■ **Task to carry out**
Reproduce the records below word for word, starting at the beginning of the records and ending with the line that contains "negative clicks: (388, 356) (421, 270)", with both ends included. Leave the pictures out of your answer.

■ **Saved entries**
■ ■ ■ ■
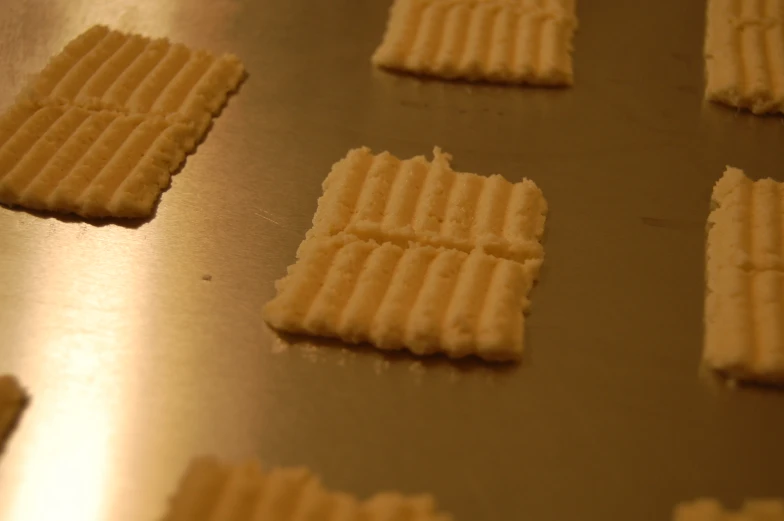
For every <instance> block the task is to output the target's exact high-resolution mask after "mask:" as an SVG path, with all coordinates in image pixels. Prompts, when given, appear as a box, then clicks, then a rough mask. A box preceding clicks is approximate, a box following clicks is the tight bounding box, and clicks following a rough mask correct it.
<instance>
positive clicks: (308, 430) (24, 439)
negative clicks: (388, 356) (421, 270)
mask: <svg viewBox="0 0 784 521" xmlns="http://www.w3.org/2000/svg"><path fill="white" fill-rule="evenodd" d="M388 4H389V2H387V1H381V0H378V1H376V0H373V1H369V0H366V1H361V0H353V1H350V0H333V1H331V2H318V1H313V0H288V1H287V2H273V1H271V0H266V1H251V0H247V1H244V2H240V1H232V0H220V1H219V0H213V1H207V0H187V1H186V0H179V1H177V0H169V1H146V2H140V1H131V0H113V1H111V2H89V1H87V0H6V2H5V3H4V4H3V7H4V16H3V17H2V20H0V64H2V69H3V71H4V75H3V80H2V81H0V101H2V104H3V106H7V105H8V104H10V103H11V101H12V99H13V96H14V95H15V93H16V92H17V91H18V90H19V89H20V88H21V87H22V86H23V84H24V80H25V78H26V76H27V75H28V74H31V73H34V72H36V71H37V70H39V69H40V68H41V67H42V66H43V65H44V64H45V62H46V60H47V58H48V57H49V56H50V55H52V54H54V53H56V52H58V51H59V50H60V49H61V47H62V46H63V45H64V44H65V43H66V42H67V41H69V40H70V39H71V38H73V37H74V36H76V35H77V34H78V33H80V32H81V31H82V30H83V29H85V28H87V27H88V26H90V25H92V24H93V23H98V22H100V23H107V24H110V25H113V26H115V27H118V28H120V29H124V30H132V31H137V32H142V33H146V34H149V35H152V36H164V35H165V36H169V37H170V38H171V39H173V40H176V41H182V42H184V43H186V44H189V45H191V46H193V47H202V48H207V49H211V50H214V51H231V52H234V53H236V54H238V55H239V56H240V57H241V58H242V59H243V60H244V62H245V63H246V65H247V68H248V70H249V72H250V77H249V78H248V80H247V81H246V83H245V84H244V85H243V87H242V89H241V91H240V93H239V94H238V95H237V96H235V97H234V98H232V100H231V101H230V103H229V105H228V107H227V108H226V110H225V111H224V113H223V114H222V115H221V116H220V118H218V119H217V120H216V122H215V125H214V127H213V129H212V131H211V132H210V134H209V136H208V138H207V140H206V141H205V142H204V143H203V144H202V145H201V146H200V147H199V149H198V151H197V153H196V154H195V155H193V156H191V157H189V158H188V161H187V164H186V166H185V168H184V169H183V170H182V171H181V172H180V173H179V174H178V175H177V176H176V177H175V179H174V181H173V186H172V188H171V189H170V190H169V191H167V192H166V193H165V194H164V195H163V198H162V201H161V203H160V205H159V207H158V210H157V214H156V216H155V218H154V219H152V220H150V221H148V222H145V223H142V224H140V225H136V226H127V225H117V224H114V223H112V224H102V225H95V224H87V223H84V222H81V221H78V220H71V219H60V218H55V217H47V216H40V215H32V214H29V213H26V212H23V211H12V210H8V209H0V372H13V373H16V374H17V375H18V376H19V377H20V379H21V380H22V381H23V382H24V383H25V384H26V386H27V387H28V389H29V391H30V393H31V395H32V402H31V404H30V407H29V408H28V409H27V411H26V413H25V415H24V417H23V418H22V421H21V424H20V425H19V428H18V430H17V431H16V432H15V434H14V435H13V437H12V438H11V440H10V443H9V444H8V445H7V447H6V450H5V451H4V453H3V454H2V458H0V520H3V521H11V520H24V521H44V520H50V519H58V520H60V521H71V520H73V521H76V520H78V521H97V520H104V519H112V520H113V521H126V520H127V521H131V520H133V521H138V520H153V519H157V518H159V517H160V516H161V515H162V513H163V511H164V508H165V501H166V498H167V496H168V494H169V493H170V492H171V490H173V488H174V486H175V482H176V480H177V479H178V477H179V476H180V474H181V473H182V471H183V470H184V467H185V464H186V462H187V461H188V460H189V459H190V458H191V457H192V456H194V455H196V454H200V453H215V454H217V455H219V456H221V457H224V458H240V457H246V456H251V455H253V456H258V457H259V458H261V459H262V460H263V461H264V462H265V463H267V464H268V465H294V464H306V465H308V466H310V467H312V468H313V469H315V470H316V471H317V472H318V473H319V474H321V475H322V476H323V477H324V480H325V481H326V483H327V484H328V485H329V486H331V487H335V488H339V489H344V490H347V491H350V492H352V493H355V494H358V495H367V494H370V493H372V492H374V491H377V490H380V489H389V488H394V489H400V490H403V491H406V492H419V491H430V492H432V493H434V494H435V495H436V496H437V497H438V498H439V500H440V502H441V503H442V504H443V506H444V507H445V508H447V509H449V510H451V511H452V512H454V514H455V516H456V518H457V519H458V520H463V521H468V520H479V519H481V520H491V519H492V520H513V519H531V520H538V521H556V520H557V521H572V520H574V521H577V520H580V521H599V520H605V519H626V518H634V519H636V520H638V521H654V520H656V521H661V520H663V519H668V518H669V515H670V511H671V508H672V506H673V504H674V503H675V502H677V501H680V500H683V499H690V498H692V497H694V496H698V495H712V496H718V497H721V498H722V499H724V500H725V501H728V502H731V503H732V502H737V501H738V500H740V499H741V498H742V497H745V496H765V495H774V494H778V495H780V494H781V493H782V491H783V490H784V474H782V472H781V470H780V469H781V468H782V467H783V466H784V452H782V451H781V450H780V446H781V439H782V437H783V436H784V419H782V418H783V417H782V415H781V407H782V400H784V398H782V396H781V395H780V394H778V393H776V392H771V391H763V390H759V389H741V390H735V391H732V390H727V389H723V388H721V387H717V386H714V385H712V384H711V383H710V382H707V381H706V380H704V379H701V378H699V377H698V374H697V364H698V361H699V356H700V349H701V336H702V324H701V321H702V297H703V251H704V248H703V241H704V223H705V218H706V215H707V211H708V200H709V194H710V190H711V186H712V184H713V182H714V181H715V180H716V179H717V178H718V177H719V176H720V174H721V172H722V170H723V168H724V165H725V164H732V165H734V166H738V167H741V168H744V169H746V171H747V172H749V173H750V174H751V175H753V176H756V177H760V176H773V177H776V178H778V179H779V180H782V179H784V177H782V174H781V171H782V166H784V160H782V157H781V153H780V150H781V148H780V146H781V143H782V139H783V138H784V124H782V121H783V120H782V119H781V118H779V117H770V118H757V117H753V116H751V115H749V114H746V113H738V112H736V111H733V110H729V109H725V108H722V107H717V106H712V105H704V104H703V103H702V86H703V79H702V67H703V63H702V57H701V49H702V39H703V12H704V5H703V3H702V2H683V1H679V0H661V1H659V2H646V3H641V2H624V1H621V0H592V1H581V2H580V5H579V7H578V16H579V19H580V24H581V25H580V29H579V32H578V35H577V38H576V41H575V45H576V53H575V71H576V85H575V87H574V88H572V89H568V90H535V89H516V88H501V87H493V86H470V85H466V84H450V83H441V82H437V81H420V80H417V79H415V78H411V77H404V76H393V75H390V74H387V73H384V72H381V71H377V70H373V69H372V68H371V67H370V65H369V57H370V54H371V53H372V51H373V49H374V48H375V46H376V45H377V43H378V42H379V40H380V37H381V32H382V31H383V28H384V23H385V18H386V9H387V7H388ZM360 145H368V146H370V147H372V148H373V149H374V150H376V151H381V150H387V149H388V150H390V151H391V152H393V153H395V154H396V155H398V156H400V157H408V156H411V155H415V154H421V153H429V151H430V149H431V148H432V147H433V146H434V145H439V146H441V147H443V148H444V149H445V150H447V151H449V152H450V153H452V154H453V155H454V157H455V161H454V162H455V166H456V168H458V169H460V170H463V171H472V172H480V173H486V174H490V173H501V174H503V175H505V176H506V177H507V178H509V179H511V180H517V179H520V178H521V177H523V176H527V177H530V178H532V179H533V180H535V181H536V182H537V183H538V184H539V186H540V187H541V188H542V189H543V190H544V193H545V195H546V197H547V199H548V201H549V203H550V208H551V212H550V216H549V218H548V222H547V236H546V251H547V259H546V262H545V267H544V271H543V276H542V280H541V282H540V284H539V285H538V286H537V287H536V288H535V289H534V291H533V294H532V297H533V313H532V314H531V316H530V320H529V321H528V331H527V346H528V356H527V360H526V361H525V362H524V363H523V364H522V365H521V366H519V367H512V368H507V369H500V368H498V367H496V366H486V365H482V364H480V363H470V362H469V363H458V364H453V363H449V362H446V361H445V360H440V359H435V360H425V361H421V362H420V361H417V360H416V359H414V358H412V357H408V356H394V357H385V356H382V355H380V354H378V353H376V352H373V351H372V350H367V349H362V350H345V349H342V348H340V347H339V346H337V347H336V346H334V345H333V346H331V347H328V348H317V347H314V345H313V344H310V343H299V344H297V345H292V346H290V345H288V344H287V343H285V342H282V341H280V340H279V339H278V337H277V336H276V335H275V334H273V333H271V332H270V331H269V330H268V329H267V328H266V326H264V325H263V323H262V322H261V320H260V318H259V312H260V309H261V306H262V305H263V303H264V302H265V301H266V300H267V299H269V298H270V297H271V296H272V294H273V286H272V282H273V281H274V280H275V279H276V278H278V277H280V276H281V275H282V274H283V273H284V271H285V267H286V266H287V265H288V264H290V263H291V262H292V261H293V256H294V251H295V249H296V246H297V244H298V242H299V241H300V240H301V238H302V236H303V235H304V233H305V231H306V230H307V229H308V227H309V222H310V219H311V216H312V213H313V211H314V209H315V205H316V198H317V197H318V195H319V194H320V191H321V189H320V182H321V180H322V179H323V178H324V176H325V175H326V173H327V172H328V170H329V167H330V165H331V164H332V163H333V162H335V161H337V160H338V159H340V158H341V157H342V156H343V155H344V154H345V153H346V152H347V150H348V149H350V148H352V147H355V146H360ZM205 275H210V276H211V280H204V278H205V277H204V276H205Z"/></svg>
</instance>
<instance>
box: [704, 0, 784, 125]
mask: <svg viewBox="0 0 784 521" xmlns="http://www.w3.org/2000/svg"><path fill="white" fill-rule="evenodd" d="M782 24H784V0H754V1H751V0H749V1H745V0H744V1H739V0H709V1H708V11H707V23H706V33H705V67H706V75H707V84H706V89H705V96H706V98H707V99H708V100H710V101H714V102H717V103H722V104H724V105H729V106H731V107H738V108H744V109H748V110H750V111H752V112H753V113H755V114H765V113H770V112H782V111H784V25H782Z"/></svg>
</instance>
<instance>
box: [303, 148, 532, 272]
mask: <svg viewBox="0 0 784 521" xmlns="http://www.w3.org/2000/svg"><path fill="white" fill-rule="evenodd" d="M450 159H451V156H450V155H449V154H445V153H442V152H441V150H440V149H438V148H436V149H435V151H434V159H433V161H432V162H431V161H428V160H427V159H425V158H424V157H423V156H417V157H414V158H411V159H406V160H400V159H398V158H396V157H395V156H393V155H391V154H390V153H389V152H384V153H382V154H378V155H374V154H373V153H371V151H370V150H369V149H368V148H358V149H355V150H352V151H350V152H349V153H348V155H347V156H346V157H345V158H344V159H343V160H341V161H339V162H338V163H336V164H335V165H334V166H333V167H332V170H331V172H330V173H329V175H328V176H327V178H326V180H325V181H324V183H323V188H324V193H323V195H322V197H321V198H320V199H319V203H318V209H317V210H316V213H315V215H314V217H313V228H312V229H311V230H310V231H309V232H308V234H307V237H308V238H312V237H320V236H330V235H335V234H337V233H341V232H346V233H350V234H353V235H356V236H357V237H360V238H362V239H372V240H375V241H378V242H393V243H395V244H398V245H401V246H406V245H407V244H408V243H409V242H414V243H418V244H422V245H430V246H435V247H444V248H453V249H456V250H460V251H463V252H466V253H467V252H470V251H472V250H473V249H475V248H479V249H481V250H483V251H485V252H487V253H490V254H492V255H496V256H498V257H502V258H508V259H512V260H516V261H519V262H525V261H526V260H528V259H542V258H543V257H544V250H543V248H542V245H541V244H540V242H539V240H540V239H541V237H542V234H543V233H544V224H545V218H546V214H547V201H545V199H544V196H543V195H542V191H541V190H540V189H539V188H538V187H537V186H536V184H534V183H533V181H530V180H528V179H523V180H522V181H521V182H518V183H511V182H509V181H507V180H506V179H504V178H503V177H501V176H500V175H493V176H489V177H485V176H479V175H476V174H469V173H460V172H455V171H454V170H452V168H451V166H450V164H449V161H450Z"/></svg>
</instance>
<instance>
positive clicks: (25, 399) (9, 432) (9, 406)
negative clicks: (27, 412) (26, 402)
mask: <svg viewBox="0 0 784 521" xmlns="http://www.w3.org/2000/svg"><path fill="white" fill-rule="evenodd" d="M26 401H27V395H26V394H25V392H24V390H23V389H22V387H21V386H20V385H19V382H17V381H16V378H14V377H13V376H11V375H0V447H1V446H2V444H3V441H4V440H5V439H6V438H7V437H8V435H9V434H10V431H11V429H12V428H13V427H14V424H15V423H16V420H17V419H18V418H19V415H20V414H21V413H22V409H23V408H24V405H25V402H26Z"/></svg>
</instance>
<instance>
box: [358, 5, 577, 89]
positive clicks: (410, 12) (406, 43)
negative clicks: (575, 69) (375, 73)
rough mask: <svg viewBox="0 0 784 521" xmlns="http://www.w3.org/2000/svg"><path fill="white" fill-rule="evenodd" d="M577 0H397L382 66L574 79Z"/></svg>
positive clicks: (381, 45) (419, 72)
mask: <svg viewBox="0 0 784 521" xmlns="http://www.w3.org/2000/svg"><path fill="white" fill-rule="evenodd" d="M576 27H577V19H576V17H575V0H395V3H394V4H393V6H392V8H391V9H390V12H389V21H388V23H387V29H386V33H385V34H384V38H383V40H382V42H381V45H380V46H379V47H378V49H377V50H376V52H375V54H374V55H373V58H372V62H373V63H374V64H375V65H377V66H380V67H385V68H389V69H397V70H401V71H406V72H410V73H414V74H422V75H427V76H437V77H441V78H447V79H465V80H472V81H490V82H498V83H518V84H522V83H527V84H532V85H548V86H564V85H571V84H572V83H573V76H574V74H573V72H572V56H571V51H572V38H573V35H574V31H575V29H576Z"/></svg>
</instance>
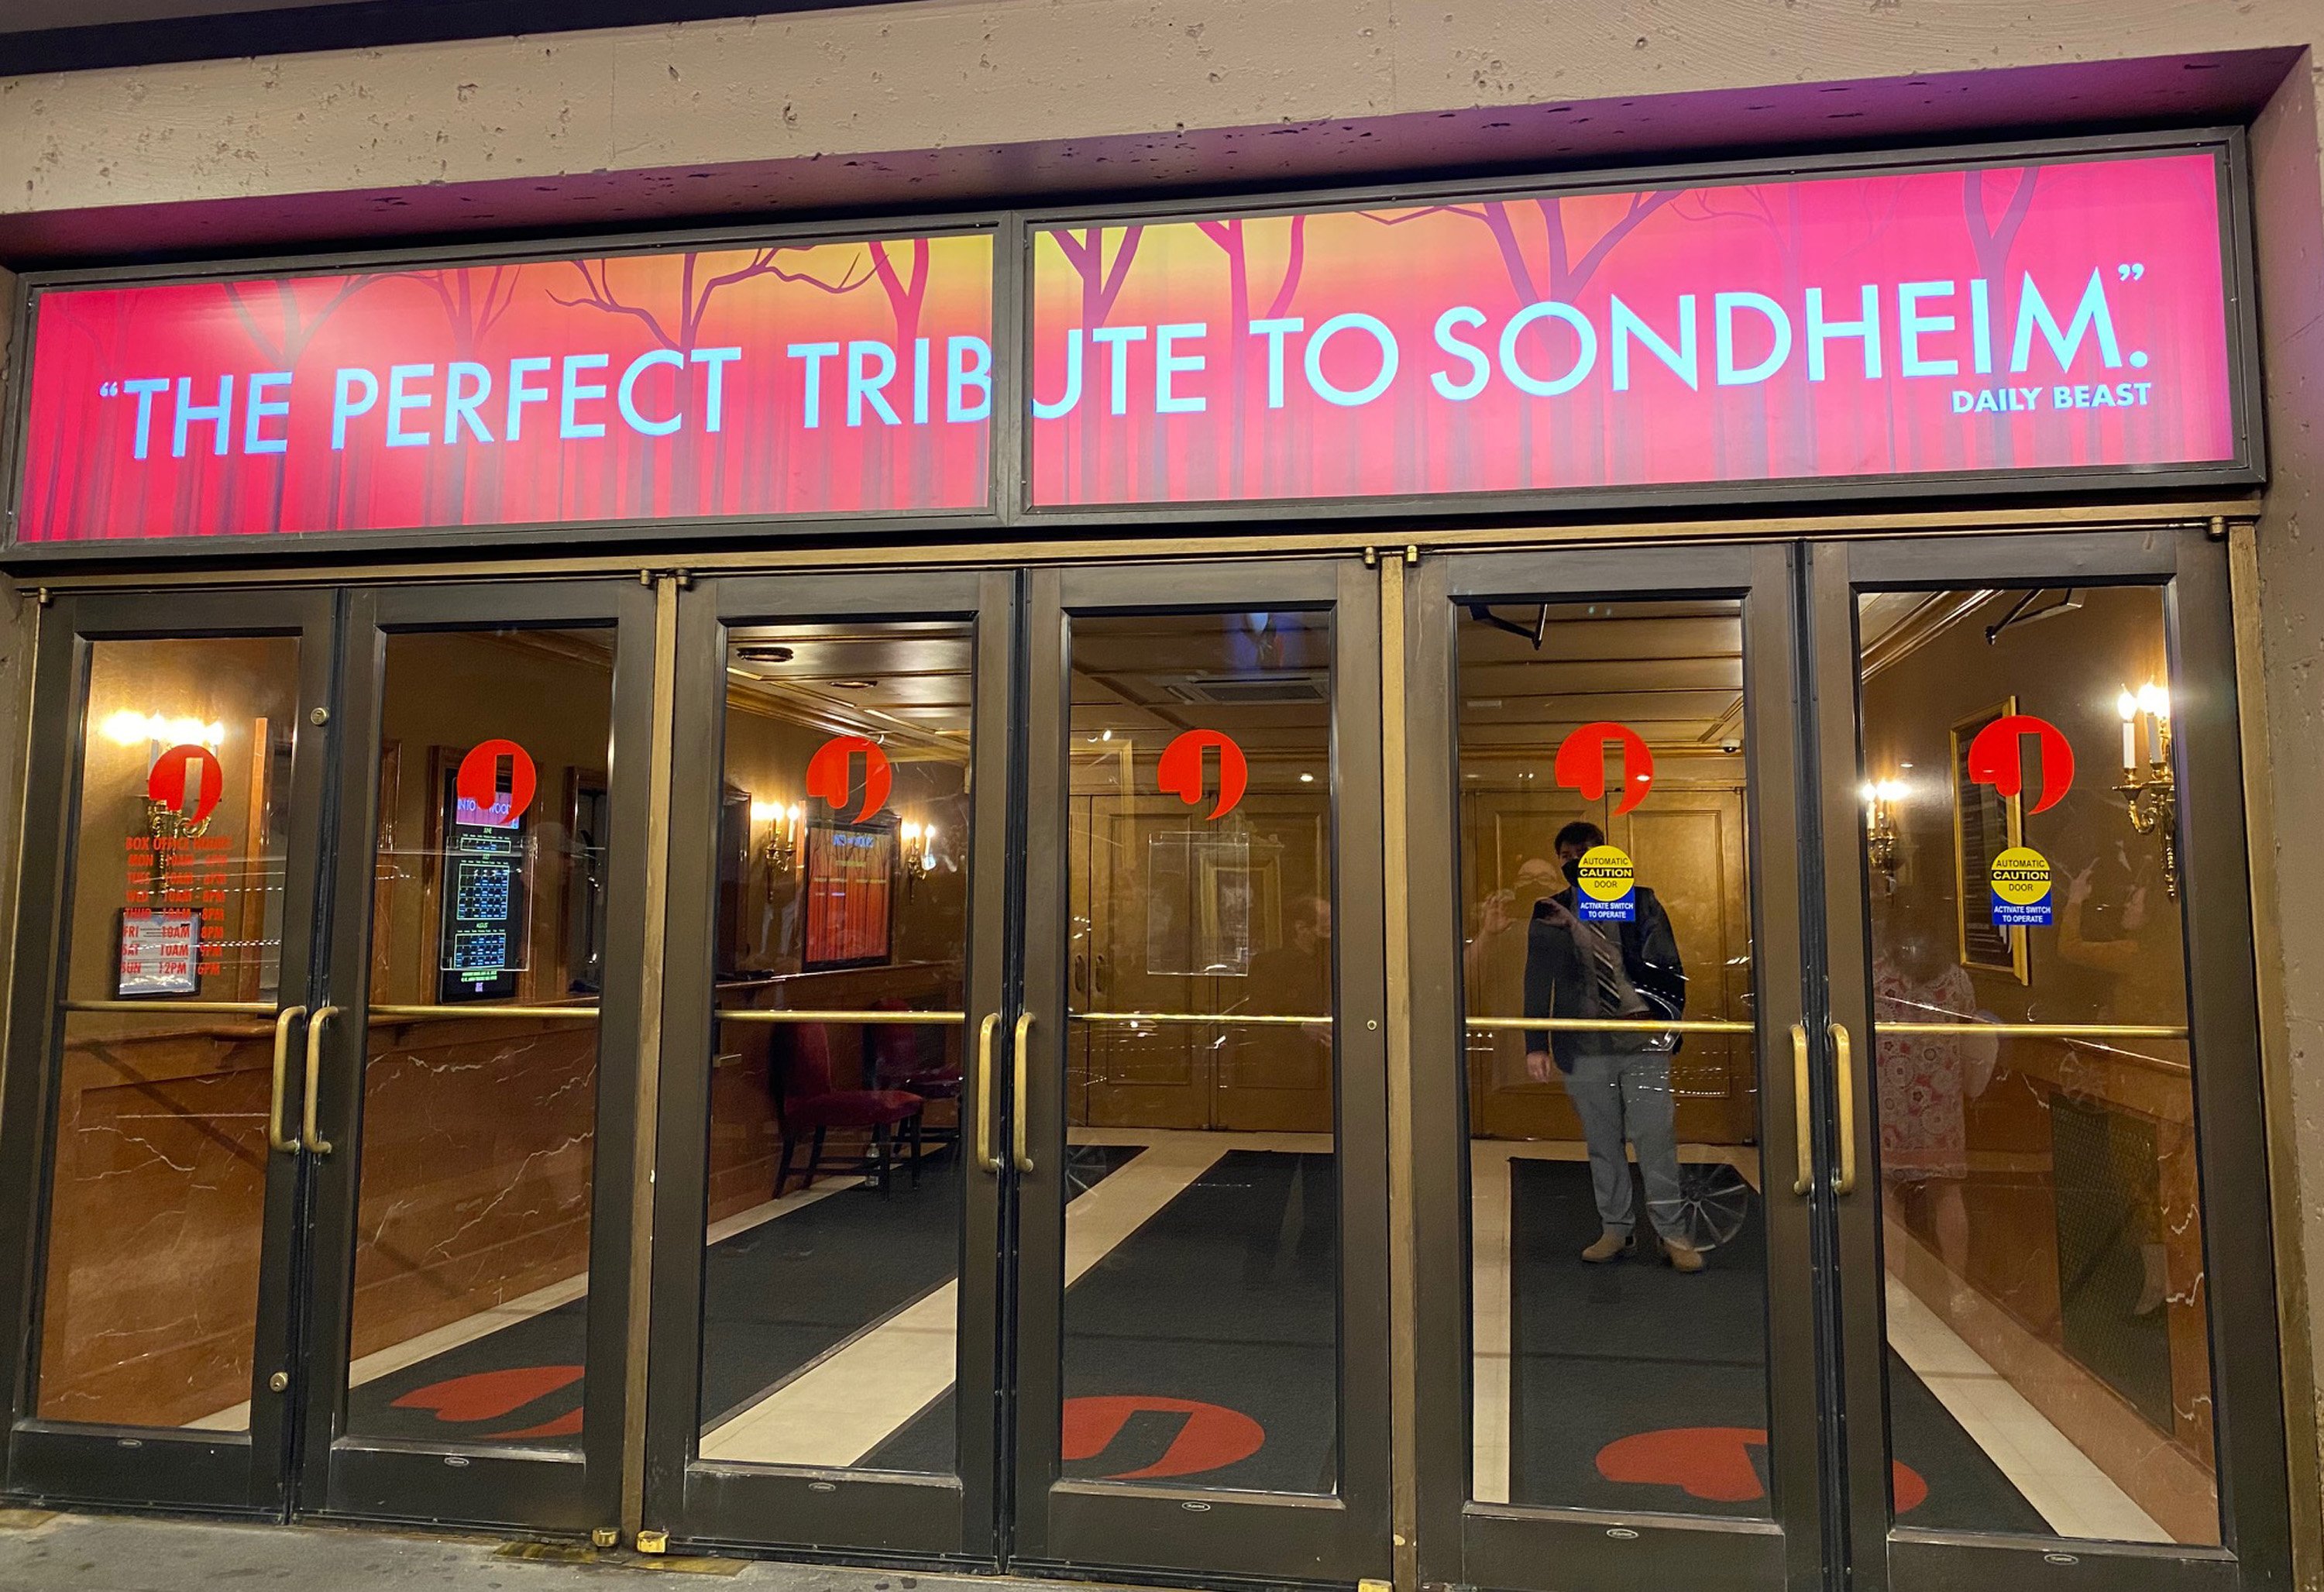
■ ■ ■ ■
■ **Written answer**
For every <instance> block the task is to output the target's exact high-resolution mask after "mask:" as an SVG path, with all coordinates in image pixels. Prompts, when given, appear as a box, then clicks, then a rough mask. A box preceding clicks is approximate, a box following clicks is the tight bounding box, and clicks following a rough mask correct it.
<instance>
positive clicks: (308, 430) (24, 439)
negative clicks: (388, 356) (421, 270)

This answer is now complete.